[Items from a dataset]
┄┄┄┄┄┄┄┄┄┄

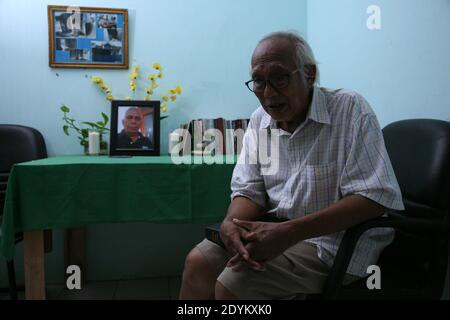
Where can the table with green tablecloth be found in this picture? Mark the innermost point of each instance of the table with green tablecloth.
(71, 191)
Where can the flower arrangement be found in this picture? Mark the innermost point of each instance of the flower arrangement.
(168, 97)
(83, 128)
(83, 133)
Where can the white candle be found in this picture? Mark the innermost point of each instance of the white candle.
(94, 143)
(173, 141)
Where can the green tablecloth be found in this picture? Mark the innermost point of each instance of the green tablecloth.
(72, 191)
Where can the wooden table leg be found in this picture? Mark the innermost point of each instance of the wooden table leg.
(34, 265)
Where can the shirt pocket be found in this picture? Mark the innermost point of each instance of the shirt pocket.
(320, 184)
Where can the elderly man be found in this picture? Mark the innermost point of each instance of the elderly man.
(130, 137)
(334, 172)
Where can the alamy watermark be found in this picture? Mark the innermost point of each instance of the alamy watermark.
(374, 280)
(254, 147)
(374, 19)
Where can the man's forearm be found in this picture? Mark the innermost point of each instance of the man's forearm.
(342, 215)
(244, 209)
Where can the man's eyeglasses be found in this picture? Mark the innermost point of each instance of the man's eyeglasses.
(137, 118)
(277, 82)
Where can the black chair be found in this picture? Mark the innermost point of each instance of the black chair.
(17, 144)
(414, 265)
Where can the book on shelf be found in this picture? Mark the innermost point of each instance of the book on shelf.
(224, 140)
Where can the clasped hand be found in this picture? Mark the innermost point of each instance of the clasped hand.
(253, 243)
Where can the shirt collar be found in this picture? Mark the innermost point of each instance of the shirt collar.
(318, 111)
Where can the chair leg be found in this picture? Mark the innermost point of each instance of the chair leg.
(12, 280)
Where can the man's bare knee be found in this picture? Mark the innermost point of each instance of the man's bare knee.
(198, 277)
(222, 293)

┄┄┄┄┄┄┄┄┄┄

Task details: Repeat the listing above exactly, with no pictures.

Worked answer:
Where can the table with green tablecloth be found in this picture? Mark the innermost point of each instance of the table with green tablecloth.
(71, 191)
Where can the flower arrangement be found in this picture? Mark the innermost point of each instance of the flower arrangement.
(168, 97)
(83, 128)
(83, 133)
Where can the white candle be found in this picture? Mark the innermost point of each instance of the white candle.
(94, 143)
(173, 141)
Where can the green tablecloth be found in this picture? Mark the innermost point of each instance of the green tablecloth.
(72, 191)
Where can the wooden table leg be found in this picture? Mark the innermost point of each instance of the wooden table leg.
(34, 265)
Where can the shirt pocket be found in this picture? Mark the innermost point of each instance of the shirt pocket.
(320, 184)
Where can the elderly man be found in this picture? Mark the innermost point of each instance of the elderly man.
(130, 137)
(334, 172)
Where can the alamy watermark be found in this picture? Mark the innermost point of each instance of the alamy watermark.
(374, 280)
(254, 147)
(374, 19)
Where can the man's forearm be found in this picture? Mark the innermost point of each instance of the man's forearm.
(342, 215)
(244, 209)
Where can the man's eyeglasses be found in this picture? Mark the innermost point of each instance of the man's eyeglasses.
(137, 118)
(277, 82)
Where can the black chair be found in this picture? Mark the innermost point of each instance of the black chair.
(17, 144)
(414, 265)
Where can the book on shelf be found in this picture? Mark the innermost point of each instance of the book on shelf.
(224, 140)
Where can the clasped hand be found in this picture? Mark the innermost point of each instance of the clasped hand.
(253, 243)
Where can the shirt collar be found in this picture? Mark the innermost point of each instance of the shirt collar.
(318, 111)
Where can the chair leg be found in this picture? Mark the innermost point of each instance of the chair leg.
(12, 280)
Where can the man's bare knee be found in this picture? Mark the innermost point of each instance of the man's bare knee.
(198, 277)
(222, 293)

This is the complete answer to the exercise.